Consignes —
a) Répondez aux questions suivantes d'après le texte sur la guerre en Syrie :
(i) Depuis combien d'années les guerres ont-elles traversé le pays ?
(ii) Quelle part des citoyens syriens est déplacée, réfugiée ou exilée ?
(iii) Pour quel journal Hala Kodmani est-elle journaliste ?
b) Recopiez fidèlement le texte sur la guerre en Syrie depuis « Quant au processus » jusqu'à « journaliste à Libération. ».

Extrait cité —
────
La guerre en Syrie est-elle finie ?
La face cachée du globe |Que se passe-t-il en Syrie ? La guerre, les guerres qui ont traversé le pays depuis neuf ans sont-elles finies ? Le conflit local, national, régional puis international, dont la première et principale victime est la population syrienne, se poursuit en sourdine.
Le
président syrien Bachar Al-Assad a réussi à se maintenir, mais il contrôle un
pays dévasté dont la moitié de ses citoyens sont déplacés, réfugiés ou exilés.
Quant au processus de négociations sous l’égide des Nations unies, il est dans
l'impasse.
L’heure
de la paix est encore très loin estime Hala
Kodmani,
journaliste à Libération.
Les combats ont-ils cessé en
Syrie ?
────
Données fournies —
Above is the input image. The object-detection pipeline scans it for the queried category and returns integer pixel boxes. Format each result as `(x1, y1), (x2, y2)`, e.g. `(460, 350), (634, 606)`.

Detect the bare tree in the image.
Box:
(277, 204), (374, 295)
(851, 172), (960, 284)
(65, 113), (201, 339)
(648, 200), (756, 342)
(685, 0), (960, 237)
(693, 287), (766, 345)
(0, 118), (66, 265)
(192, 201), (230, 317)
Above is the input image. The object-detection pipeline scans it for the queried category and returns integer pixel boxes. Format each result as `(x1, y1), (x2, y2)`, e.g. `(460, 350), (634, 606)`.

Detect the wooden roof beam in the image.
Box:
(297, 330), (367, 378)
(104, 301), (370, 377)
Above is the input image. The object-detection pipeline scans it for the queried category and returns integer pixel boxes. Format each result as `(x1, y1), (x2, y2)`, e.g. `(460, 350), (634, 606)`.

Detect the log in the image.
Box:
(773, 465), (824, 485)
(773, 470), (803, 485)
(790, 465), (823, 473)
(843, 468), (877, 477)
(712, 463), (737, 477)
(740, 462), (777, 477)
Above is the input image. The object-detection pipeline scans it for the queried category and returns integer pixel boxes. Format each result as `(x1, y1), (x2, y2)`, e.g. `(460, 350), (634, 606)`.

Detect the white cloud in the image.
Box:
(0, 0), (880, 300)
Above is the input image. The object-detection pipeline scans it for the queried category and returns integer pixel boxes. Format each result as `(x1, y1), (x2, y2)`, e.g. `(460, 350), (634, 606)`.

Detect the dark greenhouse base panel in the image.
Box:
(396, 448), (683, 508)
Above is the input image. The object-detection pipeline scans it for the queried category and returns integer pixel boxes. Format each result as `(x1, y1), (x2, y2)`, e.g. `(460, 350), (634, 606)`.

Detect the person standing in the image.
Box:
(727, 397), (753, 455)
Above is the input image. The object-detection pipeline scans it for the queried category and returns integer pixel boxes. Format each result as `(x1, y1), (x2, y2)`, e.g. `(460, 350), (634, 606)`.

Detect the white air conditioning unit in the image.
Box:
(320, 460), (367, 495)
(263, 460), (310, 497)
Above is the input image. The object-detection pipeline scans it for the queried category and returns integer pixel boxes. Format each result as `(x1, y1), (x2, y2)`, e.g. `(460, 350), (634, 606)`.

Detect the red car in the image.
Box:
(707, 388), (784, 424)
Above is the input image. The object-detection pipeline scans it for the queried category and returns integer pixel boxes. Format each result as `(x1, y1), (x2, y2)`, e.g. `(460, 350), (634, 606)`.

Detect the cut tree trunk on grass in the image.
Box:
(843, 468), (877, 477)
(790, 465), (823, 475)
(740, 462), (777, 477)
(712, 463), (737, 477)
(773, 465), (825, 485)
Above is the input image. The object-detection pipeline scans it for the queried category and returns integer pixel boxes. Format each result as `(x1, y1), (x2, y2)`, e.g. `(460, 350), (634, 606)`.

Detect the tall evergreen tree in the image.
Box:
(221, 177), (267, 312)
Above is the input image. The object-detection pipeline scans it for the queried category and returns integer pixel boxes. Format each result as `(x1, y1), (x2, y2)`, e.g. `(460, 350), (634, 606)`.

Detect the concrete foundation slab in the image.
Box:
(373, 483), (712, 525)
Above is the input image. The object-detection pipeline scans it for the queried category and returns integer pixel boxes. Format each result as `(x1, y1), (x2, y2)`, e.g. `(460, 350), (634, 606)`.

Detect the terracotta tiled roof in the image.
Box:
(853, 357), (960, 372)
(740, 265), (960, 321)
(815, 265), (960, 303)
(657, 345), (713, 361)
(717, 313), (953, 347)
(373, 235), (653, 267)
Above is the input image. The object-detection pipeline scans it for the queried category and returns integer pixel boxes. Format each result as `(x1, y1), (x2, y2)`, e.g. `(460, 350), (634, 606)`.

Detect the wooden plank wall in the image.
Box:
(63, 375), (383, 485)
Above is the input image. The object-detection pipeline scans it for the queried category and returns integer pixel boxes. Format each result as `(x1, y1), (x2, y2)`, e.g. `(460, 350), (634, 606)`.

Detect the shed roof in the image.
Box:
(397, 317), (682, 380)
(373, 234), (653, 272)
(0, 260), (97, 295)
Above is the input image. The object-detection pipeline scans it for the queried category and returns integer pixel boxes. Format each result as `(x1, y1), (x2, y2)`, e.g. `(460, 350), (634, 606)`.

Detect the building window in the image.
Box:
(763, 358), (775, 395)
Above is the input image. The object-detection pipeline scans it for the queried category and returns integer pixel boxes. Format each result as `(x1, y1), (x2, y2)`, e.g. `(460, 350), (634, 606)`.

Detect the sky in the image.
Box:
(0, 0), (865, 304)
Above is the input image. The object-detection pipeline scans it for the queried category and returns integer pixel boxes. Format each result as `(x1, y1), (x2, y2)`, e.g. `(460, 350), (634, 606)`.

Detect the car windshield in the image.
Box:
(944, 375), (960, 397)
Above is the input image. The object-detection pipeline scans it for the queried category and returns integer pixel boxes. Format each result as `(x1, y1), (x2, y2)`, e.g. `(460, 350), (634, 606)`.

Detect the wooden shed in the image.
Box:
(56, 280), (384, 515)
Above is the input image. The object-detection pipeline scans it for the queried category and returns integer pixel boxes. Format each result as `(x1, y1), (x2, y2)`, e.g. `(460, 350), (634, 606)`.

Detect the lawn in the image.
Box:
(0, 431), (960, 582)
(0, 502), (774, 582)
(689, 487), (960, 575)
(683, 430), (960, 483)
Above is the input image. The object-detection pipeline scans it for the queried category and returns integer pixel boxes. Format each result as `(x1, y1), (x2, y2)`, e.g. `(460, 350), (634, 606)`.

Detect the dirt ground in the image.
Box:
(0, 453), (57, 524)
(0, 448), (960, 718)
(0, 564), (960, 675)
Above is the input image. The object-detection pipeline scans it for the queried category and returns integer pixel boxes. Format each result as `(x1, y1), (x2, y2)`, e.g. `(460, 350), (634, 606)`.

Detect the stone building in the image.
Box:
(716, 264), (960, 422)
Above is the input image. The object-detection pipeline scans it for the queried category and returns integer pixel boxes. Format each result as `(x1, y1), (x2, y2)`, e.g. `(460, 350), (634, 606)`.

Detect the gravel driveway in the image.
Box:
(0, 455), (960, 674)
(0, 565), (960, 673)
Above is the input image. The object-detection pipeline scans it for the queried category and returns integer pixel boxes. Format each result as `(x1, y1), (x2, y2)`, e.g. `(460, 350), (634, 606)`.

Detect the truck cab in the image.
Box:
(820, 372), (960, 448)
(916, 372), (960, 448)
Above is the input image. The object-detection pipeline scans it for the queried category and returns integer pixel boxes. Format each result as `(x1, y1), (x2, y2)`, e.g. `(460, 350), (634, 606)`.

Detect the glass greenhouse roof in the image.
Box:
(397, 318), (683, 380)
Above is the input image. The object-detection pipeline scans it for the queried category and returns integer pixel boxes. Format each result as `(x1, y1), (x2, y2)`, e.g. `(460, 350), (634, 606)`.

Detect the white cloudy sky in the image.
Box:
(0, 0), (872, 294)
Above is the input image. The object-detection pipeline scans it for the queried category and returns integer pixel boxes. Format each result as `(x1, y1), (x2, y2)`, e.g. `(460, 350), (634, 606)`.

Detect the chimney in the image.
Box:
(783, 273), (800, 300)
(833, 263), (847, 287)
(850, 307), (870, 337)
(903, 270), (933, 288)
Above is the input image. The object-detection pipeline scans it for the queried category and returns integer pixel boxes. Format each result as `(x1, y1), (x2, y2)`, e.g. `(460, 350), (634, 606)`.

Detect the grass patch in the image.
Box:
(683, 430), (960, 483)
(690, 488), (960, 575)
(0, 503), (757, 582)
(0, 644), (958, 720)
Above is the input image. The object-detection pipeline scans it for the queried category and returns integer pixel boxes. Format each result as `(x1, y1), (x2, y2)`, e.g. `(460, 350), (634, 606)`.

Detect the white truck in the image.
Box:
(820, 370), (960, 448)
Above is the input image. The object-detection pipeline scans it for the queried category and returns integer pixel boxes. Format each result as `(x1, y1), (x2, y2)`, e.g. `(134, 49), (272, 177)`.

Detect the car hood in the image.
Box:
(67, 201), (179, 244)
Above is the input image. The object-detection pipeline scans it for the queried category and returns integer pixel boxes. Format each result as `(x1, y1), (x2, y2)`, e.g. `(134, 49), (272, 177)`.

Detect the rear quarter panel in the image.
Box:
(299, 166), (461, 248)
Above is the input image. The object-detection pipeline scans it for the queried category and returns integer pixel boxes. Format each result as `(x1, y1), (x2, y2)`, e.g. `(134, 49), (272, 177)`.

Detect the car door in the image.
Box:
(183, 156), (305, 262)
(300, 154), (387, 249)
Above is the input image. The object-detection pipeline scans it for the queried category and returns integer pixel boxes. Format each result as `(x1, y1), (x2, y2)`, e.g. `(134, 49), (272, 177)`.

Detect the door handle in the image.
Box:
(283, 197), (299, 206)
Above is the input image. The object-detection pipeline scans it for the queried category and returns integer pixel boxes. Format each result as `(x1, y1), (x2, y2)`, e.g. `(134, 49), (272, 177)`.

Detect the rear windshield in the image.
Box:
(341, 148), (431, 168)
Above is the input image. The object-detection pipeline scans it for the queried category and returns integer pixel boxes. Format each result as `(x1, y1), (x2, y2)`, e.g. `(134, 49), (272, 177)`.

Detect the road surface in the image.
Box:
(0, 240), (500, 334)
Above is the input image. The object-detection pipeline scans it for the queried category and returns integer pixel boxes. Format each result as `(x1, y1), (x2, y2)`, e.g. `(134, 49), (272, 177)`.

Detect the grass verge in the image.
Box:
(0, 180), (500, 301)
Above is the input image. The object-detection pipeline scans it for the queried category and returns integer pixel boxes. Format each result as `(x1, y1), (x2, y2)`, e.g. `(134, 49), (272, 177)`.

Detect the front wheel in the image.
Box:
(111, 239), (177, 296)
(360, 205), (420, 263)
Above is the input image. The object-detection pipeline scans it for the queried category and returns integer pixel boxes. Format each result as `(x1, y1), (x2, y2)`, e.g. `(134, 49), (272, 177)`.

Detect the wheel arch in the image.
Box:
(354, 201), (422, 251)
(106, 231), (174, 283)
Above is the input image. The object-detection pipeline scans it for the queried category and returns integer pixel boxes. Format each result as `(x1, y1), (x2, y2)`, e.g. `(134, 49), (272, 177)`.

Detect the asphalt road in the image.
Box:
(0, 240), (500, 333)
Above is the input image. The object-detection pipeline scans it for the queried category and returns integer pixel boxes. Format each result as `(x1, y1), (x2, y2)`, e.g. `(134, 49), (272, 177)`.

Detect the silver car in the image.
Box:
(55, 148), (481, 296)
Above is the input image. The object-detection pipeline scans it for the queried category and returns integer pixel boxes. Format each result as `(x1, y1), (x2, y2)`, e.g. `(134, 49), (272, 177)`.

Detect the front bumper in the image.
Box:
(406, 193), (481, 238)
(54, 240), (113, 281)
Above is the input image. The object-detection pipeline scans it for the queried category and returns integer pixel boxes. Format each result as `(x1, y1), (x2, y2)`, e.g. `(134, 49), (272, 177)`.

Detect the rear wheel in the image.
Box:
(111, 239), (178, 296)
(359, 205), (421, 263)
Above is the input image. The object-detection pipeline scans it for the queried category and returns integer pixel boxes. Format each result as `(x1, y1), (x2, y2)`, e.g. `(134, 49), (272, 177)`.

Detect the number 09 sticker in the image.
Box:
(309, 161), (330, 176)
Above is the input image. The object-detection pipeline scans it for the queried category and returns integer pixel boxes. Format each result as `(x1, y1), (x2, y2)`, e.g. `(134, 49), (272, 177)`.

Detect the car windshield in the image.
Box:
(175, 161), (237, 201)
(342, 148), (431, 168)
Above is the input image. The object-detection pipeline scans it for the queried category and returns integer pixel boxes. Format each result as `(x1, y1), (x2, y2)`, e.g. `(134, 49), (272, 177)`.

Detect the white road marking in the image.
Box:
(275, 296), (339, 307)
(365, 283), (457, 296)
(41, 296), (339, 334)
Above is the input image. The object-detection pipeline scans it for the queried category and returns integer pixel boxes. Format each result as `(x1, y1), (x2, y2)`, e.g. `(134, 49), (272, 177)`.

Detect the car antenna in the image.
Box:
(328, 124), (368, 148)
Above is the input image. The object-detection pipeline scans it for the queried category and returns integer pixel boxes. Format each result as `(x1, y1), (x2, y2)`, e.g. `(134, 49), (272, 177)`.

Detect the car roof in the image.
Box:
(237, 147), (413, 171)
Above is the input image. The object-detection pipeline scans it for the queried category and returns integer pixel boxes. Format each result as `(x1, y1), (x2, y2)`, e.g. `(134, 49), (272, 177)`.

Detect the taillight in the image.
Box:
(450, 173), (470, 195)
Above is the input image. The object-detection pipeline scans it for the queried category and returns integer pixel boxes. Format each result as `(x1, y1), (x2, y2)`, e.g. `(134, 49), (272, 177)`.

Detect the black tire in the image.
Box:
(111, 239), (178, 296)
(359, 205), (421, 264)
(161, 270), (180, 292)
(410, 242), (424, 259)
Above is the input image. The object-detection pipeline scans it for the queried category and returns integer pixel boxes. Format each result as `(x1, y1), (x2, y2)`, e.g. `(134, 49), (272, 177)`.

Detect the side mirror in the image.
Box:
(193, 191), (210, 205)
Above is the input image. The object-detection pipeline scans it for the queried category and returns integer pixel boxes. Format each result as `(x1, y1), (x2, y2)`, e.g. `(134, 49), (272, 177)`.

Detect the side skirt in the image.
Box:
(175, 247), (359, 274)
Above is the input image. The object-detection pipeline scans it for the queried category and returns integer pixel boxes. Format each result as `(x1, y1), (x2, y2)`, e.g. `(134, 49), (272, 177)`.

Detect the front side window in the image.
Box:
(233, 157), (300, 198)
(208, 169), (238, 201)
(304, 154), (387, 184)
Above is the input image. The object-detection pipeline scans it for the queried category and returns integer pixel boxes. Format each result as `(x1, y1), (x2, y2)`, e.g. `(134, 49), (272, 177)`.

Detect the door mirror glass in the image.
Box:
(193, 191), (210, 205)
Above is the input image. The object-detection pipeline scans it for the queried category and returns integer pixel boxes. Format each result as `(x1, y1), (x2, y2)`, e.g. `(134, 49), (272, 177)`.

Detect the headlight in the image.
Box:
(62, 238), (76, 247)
────
Corrigé —
a)
(i) Depuis neuf ans.
(ii) La moitié.
(iii) Libération.

b)
Quant au processus de négociations sous l’égide des Nations unies, il est dans
l'impasse.
L’heure
de la paix est encore très loin estime Hala
Kodmani,
journaliste à Libération.